**Task details**
Write out all of the entries exactly as given.

[Excerpt from a dataset]
>> Start

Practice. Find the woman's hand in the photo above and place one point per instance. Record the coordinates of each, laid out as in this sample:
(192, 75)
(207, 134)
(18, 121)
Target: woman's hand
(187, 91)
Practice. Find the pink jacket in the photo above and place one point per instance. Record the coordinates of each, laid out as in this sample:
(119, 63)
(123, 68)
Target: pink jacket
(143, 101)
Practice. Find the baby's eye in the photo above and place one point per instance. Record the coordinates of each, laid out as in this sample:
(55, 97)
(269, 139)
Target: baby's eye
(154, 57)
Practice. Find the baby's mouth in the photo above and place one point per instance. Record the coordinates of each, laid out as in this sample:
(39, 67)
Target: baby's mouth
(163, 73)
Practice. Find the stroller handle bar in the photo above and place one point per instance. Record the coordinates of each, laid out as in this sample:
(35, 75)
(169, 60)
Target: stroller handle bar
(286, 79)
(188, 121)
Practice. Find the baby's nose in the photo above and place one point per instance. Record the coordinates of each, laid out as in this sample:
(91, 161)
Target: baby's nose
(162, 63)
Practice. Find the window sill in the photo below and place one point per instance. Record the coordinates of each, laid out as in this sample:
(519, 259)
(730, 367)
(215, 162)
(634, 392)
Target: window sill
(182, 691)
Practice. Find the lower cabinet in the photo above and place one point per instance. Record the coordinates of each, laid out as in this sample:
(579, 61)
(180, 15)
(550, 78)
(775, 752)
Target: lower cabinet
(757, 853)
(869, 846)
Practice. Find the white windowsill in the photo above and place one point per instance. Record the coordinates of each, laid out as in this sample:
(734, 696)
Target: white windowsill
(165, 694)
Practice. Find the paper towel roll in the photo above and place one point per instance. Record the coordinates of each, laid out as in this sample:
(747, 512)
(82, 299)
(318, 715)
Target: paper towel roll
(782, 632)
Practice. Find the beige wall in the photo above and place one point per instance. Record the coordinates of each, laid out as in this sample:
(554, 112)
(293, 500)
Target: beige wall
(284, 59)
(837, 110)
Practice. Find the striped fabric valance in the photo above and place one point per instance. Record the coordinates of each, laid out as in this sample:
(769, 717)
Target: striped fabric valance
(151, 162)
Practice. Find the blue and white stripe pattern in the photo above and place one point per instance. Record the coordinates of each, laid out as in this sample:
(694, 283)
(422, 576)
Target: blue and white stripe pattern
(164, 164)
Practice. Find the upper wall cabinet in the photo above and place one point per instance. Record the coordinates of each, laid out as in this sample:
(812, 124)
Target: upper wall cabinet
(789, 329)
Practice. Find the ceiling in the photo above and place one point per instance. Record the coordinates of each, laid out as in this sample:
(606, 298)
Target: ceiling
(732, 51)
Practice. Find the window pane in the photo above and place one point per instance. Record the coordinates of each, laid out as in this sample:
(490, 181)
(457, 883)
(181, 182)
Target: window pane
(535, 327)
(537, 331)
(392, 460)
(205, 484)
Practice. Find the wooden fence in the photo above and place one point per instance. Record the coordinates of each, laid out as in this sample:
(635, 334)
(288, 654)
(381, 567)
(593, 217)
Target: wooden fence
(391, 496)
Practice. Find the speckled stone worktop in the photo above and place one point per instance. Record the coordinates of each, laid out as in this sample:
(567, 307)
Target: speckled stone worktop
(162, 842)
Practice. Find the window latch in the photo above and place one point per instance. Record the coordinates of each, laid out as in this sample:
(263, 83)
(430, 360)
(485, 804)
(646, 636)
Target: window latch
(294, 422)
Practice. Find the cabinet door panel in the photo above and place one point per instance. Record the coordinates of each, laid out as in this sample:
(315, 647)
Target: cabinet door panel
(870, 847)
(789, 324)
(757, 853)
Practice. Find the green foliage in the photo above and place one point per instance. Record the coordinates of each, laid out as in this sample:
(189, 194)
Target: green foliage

>> End

**Solution to this task**
Practice. Find the woman's hand in the photo above and place one point per instance. Record the coordinates of each, laid out as in this sample:
(192, 75)
(207, 134)
(18, 121)
Target: woman's hand
(187, 91)
Practice. Find the pink jacket in the photo above and place one point per instance. Record the coordinates of each, laid out as in this sample:
(119, 63)
(123, 68)
Target: pink jacket
(143, 101)
Practice. Find the baby's eye in the photo above and place one point per instance. Record the coordinates of each, laid out as in this sample:
(55, 97)
(269, 139)
Target: baby's eye
(154, 57)
Practice. Find the baby's mouth in the photo above and place one point per instance. Record the coordinates of each, laid out as in this sample:
(39, 67)
Target: baby's mouth
(163, 73)
Practice. Find the stroller handle bar in the photo above and place one point per instance. Record the coordinates of each, laid out as in this sample:
(35, 75)
(169, 60)
Target: stroller handle bar
(286, 79)
(188, 121)
Practice. Find the baby's nose in the photo above and place one point per instance. Record the coordinates of each, laid out as in this sample:
(91, 161)
Target: baby's nose
(162, 63)
Practice. Find the window sill in the photo below and place one point per instance. Record the coordinates of each, laid out as in this sample:
(519, 259)
(730, 367)
(215, 162)
(634, 392)
Target: window sill
(182, 691)
Practice. Find the lower cabinet in the photo above and place one point per instance. Record the coordinates of each, laid out as in this sample:
(579, 61)
(180, 15)
(550, 78)
(775, 752)
Target: lower cabinet
(757, 853)
(869, 846)
Practice. Find the white windowsill in the photo above and place one point per instance. Record the coordinates of each, laid out as in this sample:
(734, 696)
Target: white windowsill
(165, 694)
Practice. Find the paper towel roll in the photo above and place one point per instance. Record the coordinates of each, laid out as in this sample:
(747, 512)
(82, 299)
(318, 715)
Target: paper towel roll
(782, 632)
Practice. Find the beige wall in the photo above and place one point per instance. Record the coordinates of each, laid out as in this sample:
(554, 112)
(293, 500)
Target: beige wall
(284, 59)
(837, 110)
Practice. Find the striped fabric valance in the photo above and place one point per instance. Record the coordinates of each, laid out as in this sample:
(769, 717)
Target: striped fabric valance
(151, 162)
Practice. Find the blue and white stripe pattern in the photo above and place one point per instance. Record the coordinates of each, laid out as in this sample:
(694, 283)
(422, 576)
Target: blue and white stripe pattern
(164, 164)
Practice. Find the upper wall cabinet in the photo above and place one point per instance. Record the coordinates of each, laid out as in this sample:
(812, 124)
Target: upper wall cabinet
(789, 329)
Practice. Find the ceiling in the photo above and place one point per instance. Record the coordinates of each, laid out as in this sample:
(606, 298)
Target: ceiling
(732, 51)
Practice. Find the window pane in the photo above and place one point per instance. Record the coordinates of each, laid out as in this sample:
(490, 181)
(457, 883)
(181, 182)
Target: window pane
(535, 327)
(537, 331)
(392, 460)
(205, 484)
Practice. Find the wooden fence in the photo above and place one point per instance. Record the coordinates of each, laid out as in this sample:
(635, 334)
(288, 654)
(381, 567)
(593, 217)
Target: wooden fence
(391, 496)
Practice. Find the speckled stone worktop in the photo above and place one point per instance. Record the coordinates of each, laid out as in this sample:
(567, 307)
Target: speckled stone worktop
(162, 842)
Practice. Find the window latch in the photo above and place one point per instance. Record the coordinates of each, laid out as in this sample:
(263, 83)
(430, 360)
(485, 804)
(646, 636)
Target: window latch
(294, 422)
Practice. Find the cabinet door panel in the photo above and place one point per instance. Record the coordinates of each, laid out as in this sample:
(315, 647)
Target: cabinet door panel
(870, 847)
(789, 324)
(757, 853)
Practice. Find the green foliage in the photo above and place one point per instance. Record the coordinates of each, laid out as in this sample:
(189, 194)
Target: green foliage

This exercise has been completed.